Given exercise:
Pick out every line of the records below that contains the word "plate", and copy each one. Case counts.

Stored rows:
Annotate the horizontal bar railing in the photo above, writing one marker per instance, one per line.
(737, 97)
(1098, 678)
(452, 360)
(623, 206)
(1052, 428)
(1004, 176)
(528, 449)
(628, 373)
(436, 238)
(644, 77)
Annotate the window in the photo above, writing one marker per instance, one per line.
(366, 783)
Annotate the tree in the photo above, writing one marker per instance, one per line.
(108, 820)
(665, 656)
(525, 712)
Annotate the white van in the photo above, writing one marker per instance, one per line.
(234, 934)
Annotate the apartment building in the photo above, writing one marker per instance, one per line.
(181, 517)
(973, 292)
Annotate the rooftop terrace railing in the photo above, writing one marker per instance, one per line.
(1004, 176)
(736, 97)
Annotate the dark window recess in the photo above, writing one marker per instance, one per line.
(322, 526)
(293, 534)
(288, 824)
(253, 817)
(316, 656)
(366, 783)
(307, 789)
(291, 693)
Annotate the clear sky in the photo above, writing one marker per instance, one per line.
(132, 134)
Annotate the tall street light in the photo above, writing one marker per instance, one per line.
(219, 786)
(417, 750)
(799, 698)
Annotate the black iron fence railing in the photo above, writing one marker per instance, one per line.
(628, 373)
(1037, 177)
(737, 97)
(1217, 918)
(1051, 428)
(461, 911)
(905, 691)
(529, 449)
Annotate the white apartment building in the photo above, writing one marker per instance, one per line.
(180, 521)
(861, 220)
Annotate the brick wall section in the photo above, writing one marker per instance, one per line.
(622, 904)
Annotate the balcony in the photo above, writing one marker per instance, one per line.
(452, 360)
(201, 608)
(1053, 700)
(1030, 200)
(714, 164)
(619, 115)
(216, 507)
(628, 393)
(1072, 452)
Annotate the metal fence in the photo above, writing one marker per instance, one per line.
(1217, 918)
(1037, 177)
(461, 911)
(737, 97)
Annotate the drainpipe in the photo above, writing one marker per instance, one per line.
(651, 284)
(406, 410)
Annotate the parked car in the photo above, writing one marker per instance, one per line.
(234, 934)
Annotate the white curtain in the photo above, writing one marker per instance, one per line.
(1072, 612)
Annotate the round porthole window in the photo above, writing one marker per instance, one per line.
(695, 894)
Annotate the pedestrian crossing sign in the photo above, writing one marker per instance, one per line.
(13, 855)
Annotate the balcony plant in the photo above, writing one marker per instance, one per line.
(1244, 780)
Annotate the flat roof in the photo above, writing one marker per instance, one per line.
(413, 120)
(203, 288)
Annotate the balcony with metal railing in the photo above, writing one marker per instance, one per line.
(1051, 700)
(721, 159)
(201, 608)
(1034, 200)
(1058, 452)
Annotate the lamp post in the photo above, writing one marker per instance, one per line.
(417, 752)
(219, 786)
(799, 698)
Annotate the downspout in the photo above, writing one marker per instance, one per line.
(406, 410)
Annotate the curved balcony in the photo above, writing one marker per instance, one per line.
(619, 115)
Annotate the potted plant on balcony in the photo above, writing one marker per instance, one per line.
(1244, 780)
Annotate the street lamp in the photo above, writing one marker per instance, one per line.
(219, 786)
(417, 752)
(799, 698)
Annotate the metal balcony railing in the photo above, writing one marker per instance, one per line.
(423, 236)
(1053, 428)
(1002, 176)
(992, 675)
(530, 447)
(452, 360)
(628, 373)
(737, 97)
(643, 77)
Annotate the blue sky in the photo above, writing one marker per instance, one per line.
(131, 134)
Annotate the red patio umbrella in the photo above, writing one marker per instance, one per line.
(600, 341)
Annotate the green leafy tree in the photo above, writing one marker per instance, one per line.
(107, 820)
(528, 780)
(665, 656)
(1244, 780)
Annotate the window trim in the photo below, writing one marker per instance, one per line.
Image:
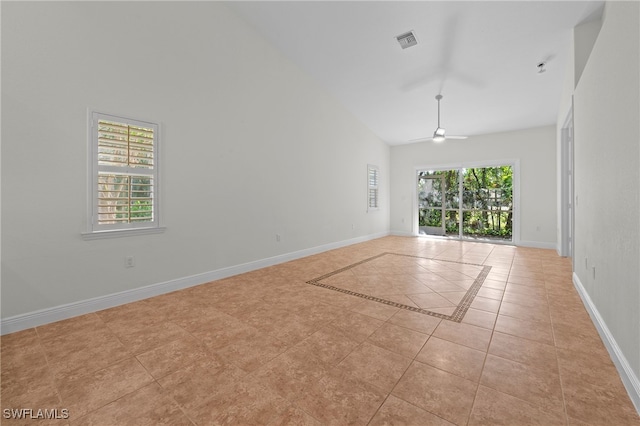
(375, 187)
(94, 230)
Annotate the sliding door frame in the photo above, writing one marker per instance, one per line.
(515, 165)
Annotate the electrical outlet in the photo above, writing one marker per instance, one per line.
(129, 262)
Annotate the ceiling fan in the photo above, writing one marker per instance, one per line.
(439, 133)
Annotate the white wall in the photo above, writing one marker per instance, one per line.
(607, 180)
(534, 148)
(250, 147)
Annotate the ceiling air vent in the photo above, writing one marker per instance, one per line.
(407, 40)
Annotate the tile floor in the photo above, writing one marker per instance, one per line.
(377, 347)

==

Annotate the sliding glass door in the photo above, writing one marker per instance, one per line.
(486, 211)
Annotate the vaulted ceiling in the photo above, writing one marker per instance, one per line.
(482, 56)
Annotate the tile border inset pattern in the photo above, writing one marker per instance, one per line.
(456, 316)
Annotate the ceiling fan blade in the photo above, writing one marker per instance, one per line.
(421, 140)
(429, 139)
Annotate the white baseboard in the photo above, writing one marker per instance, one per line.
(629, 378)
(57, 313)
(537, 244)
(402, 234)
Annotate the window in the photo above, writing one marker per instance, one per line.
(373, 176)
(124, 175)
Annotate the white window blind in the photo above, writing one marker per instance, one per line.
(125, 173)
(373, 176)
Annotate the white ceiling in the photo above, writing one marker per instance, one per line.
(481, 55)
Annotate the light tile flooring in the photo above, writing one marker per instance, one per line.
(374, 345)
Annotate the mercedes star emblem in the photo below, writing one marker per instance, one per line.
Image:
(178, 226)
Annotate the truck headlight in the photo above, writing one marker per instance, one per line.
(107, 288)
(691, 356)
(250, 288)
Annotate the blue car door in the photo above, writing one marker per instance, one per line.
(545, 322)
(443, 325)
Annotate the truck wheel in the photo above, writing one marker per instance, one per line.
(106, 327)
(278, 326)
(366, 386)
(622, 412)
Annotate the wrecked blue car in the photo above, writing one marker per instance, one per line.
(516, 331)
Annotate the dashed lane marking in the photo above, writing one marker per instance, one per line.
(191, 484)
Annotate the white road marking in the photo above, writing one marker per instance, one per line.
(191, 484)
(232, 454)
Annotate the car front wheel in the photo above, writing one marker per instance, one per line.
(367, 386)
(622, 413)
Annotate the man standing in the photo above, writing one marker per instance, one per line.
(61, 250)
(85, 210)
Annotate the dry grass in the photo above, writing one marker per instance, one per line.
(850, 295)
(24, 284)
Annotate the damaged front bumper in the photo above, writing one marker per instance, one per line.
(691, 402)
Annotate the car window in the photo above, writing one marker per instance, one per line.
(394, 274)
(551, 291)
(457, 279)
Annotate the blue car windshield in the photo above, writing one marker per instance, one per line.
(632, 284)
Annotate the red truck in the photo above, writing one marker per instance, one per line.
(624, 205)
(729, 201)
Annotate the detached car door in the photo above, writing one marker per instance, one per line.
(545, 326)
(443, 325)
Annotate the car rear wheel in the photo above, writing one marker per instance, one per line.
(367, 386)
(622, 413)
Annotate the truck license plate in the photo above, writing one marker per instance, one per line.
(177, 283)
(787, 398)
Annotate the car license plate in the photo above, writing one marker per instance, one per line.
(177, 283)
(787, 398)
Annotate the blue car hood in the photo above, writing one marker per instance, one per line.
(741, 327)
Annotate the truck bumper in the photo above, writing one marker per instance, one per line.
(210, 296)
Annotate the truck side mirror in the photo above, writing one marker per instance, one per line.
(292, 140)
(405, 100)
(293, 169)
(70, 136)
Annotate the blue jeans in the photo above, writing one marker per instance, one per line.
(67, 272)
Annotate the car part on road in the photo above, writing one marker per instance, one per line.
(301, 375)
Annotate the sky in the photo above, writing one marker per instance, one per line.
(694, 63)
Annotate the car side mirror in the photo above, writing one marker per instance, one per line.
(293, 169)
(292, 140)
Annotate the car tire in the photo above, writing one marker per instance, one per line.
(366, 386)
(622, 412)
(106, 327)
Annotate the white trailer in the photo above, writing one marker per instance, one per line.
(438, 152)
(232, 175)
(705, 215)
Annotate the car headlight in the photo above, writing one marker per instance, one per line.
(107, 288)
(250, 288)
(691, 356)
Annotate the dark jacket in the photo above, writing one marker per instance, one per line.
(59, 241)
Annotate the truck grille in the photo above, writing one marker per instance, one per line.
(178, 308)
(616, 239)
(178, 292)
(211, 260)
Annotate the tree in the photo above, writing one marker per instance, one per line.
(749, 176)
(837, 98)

--

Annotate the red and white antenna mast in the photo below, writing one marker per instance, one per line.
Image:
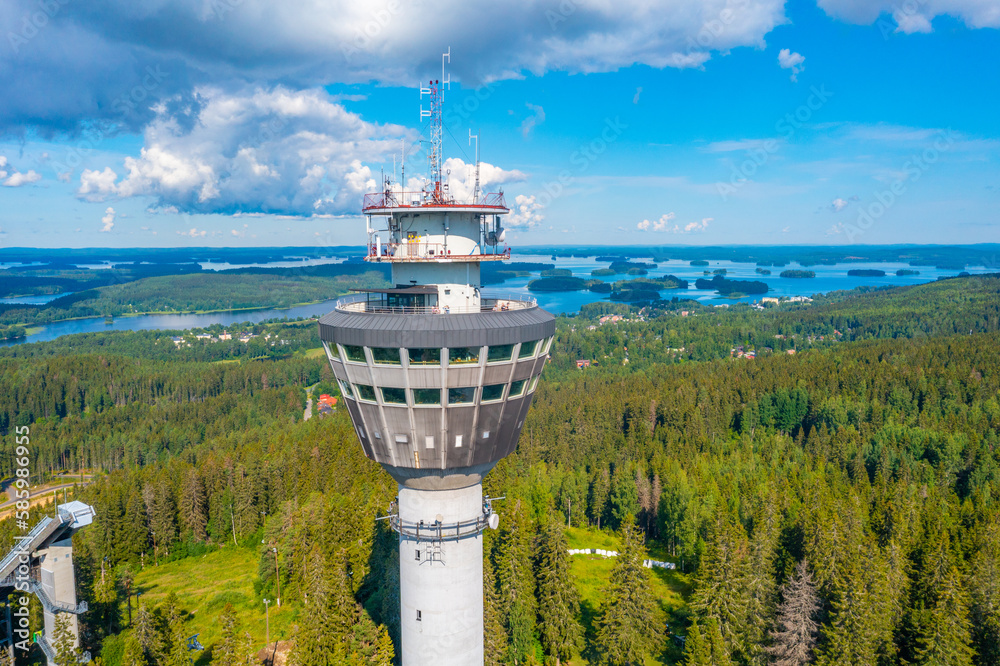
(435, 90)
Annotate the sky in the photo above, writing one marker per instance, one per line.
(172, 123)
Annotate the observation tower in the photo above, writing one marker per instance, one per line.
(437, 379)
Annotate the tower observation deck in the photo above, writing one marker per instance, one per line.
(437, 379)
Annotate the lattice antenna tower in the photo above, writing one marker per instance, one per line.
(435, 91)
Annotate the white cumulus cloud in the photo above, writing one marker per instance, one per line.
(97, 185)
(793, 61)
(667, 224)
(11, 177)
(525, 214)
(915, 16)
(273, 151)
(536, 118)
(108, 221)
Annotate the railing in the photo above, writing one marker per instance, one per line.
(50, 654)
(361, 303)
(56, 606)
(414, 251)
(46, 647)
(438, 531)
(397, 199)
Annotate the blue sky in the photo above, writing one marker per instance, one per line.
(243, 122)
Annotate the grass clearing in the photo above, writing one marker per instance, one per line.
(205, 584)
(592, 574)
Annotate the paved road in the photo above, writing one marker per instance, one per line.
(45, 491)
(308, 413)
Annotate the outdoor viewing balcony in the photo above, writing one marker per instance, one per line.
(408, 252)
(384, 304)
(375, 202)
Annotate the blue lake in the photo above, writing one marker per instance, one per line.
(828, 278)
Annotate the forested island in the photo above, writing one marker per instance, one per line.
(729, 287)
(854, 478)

Response:
Annotate the truck license plate in the photo above, writing one marker per instance, one per line.
Annotate the car license plate in the photo above, writing one marker per instance, one per line.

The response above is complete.